§ WORK INSTRUCTIONS
Copy everything from the line containing "the yellow knee" down to the end of the records below, raising every coordinate value by 121 and leaving all other wording unchanged.

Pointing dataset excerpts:
+ + + + + + +
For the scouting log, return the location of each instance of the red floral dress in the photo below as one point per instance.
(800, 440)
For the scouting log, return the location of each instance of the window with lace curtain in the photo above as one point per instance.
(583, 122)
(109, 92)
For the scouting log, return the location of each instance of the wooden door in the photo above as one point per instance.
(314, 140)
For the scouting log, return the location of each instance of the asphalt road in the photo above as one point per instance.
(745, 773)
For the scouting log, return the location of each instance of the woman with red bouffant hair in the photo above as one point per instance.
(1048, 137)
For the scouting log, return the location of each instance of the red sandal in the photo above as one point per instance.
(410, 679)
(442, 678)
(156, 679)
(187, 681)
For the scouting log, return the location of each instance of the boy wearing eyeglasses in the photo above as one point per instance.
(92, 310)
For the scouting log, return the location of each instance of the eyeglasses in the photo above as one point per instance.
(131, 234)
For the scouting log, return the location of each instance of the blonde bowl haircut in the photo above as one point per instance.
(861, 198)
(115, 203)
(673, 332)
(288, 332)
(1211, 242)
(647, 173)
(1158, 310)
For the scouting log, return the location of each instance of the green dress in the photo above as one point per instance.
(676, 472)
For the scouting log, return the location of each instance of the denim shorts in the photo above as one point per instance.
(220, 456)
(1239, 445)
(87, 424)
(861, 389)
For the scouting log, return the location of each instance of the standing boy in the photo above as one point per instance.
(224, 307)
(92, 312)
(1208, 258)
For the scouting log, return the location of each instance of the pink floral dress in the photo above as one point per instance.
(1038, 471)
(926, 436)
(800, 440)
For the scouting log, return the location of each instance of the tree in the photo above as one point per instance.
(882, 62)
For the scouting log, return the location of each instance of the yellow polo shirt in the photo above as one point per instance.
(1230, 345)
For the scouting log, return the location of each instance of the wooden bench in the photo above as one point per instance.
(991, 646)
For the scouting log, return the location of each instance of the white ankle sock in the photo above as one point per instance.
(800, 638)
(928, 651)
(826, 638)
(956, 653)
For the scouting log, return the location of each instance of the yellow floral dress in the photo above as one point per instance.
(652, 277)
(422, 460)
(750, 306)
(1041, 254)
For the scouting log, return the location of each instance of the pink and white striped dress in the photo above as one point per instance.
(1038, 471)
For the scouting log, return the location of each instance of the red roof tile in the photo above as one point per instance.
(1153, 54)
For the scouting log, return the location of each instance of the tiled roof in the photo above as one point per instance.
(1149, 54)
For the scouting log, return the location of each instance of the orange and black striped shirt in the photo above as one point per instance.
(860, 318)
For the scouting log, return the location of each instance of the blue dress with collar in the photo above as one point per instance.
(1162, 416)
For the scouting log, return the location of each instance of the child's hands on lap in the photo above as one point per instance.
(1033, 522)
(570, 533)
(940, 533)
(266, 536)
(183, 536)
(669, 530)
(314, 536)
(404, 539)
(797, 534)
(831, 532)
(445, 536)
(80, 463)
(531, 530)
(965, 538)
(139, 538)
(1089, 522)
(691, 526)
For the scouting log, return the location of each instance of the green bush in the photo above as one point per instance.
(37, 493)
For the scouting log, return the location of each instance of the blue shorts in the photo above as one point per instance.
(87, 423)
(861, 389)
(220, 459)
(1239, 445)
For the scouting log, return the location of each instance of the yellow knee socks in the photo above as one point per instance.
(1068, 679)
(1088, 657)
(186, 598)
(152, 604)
+ + + + + + +
§ SOLUTION FOR THIS PROBLEM
For the scouting log, return the location of each instance of the yellow knee socks in the photo above as one point per instance.
(1189, 800)
(1209, 778)
(307, 719)
(273, 725)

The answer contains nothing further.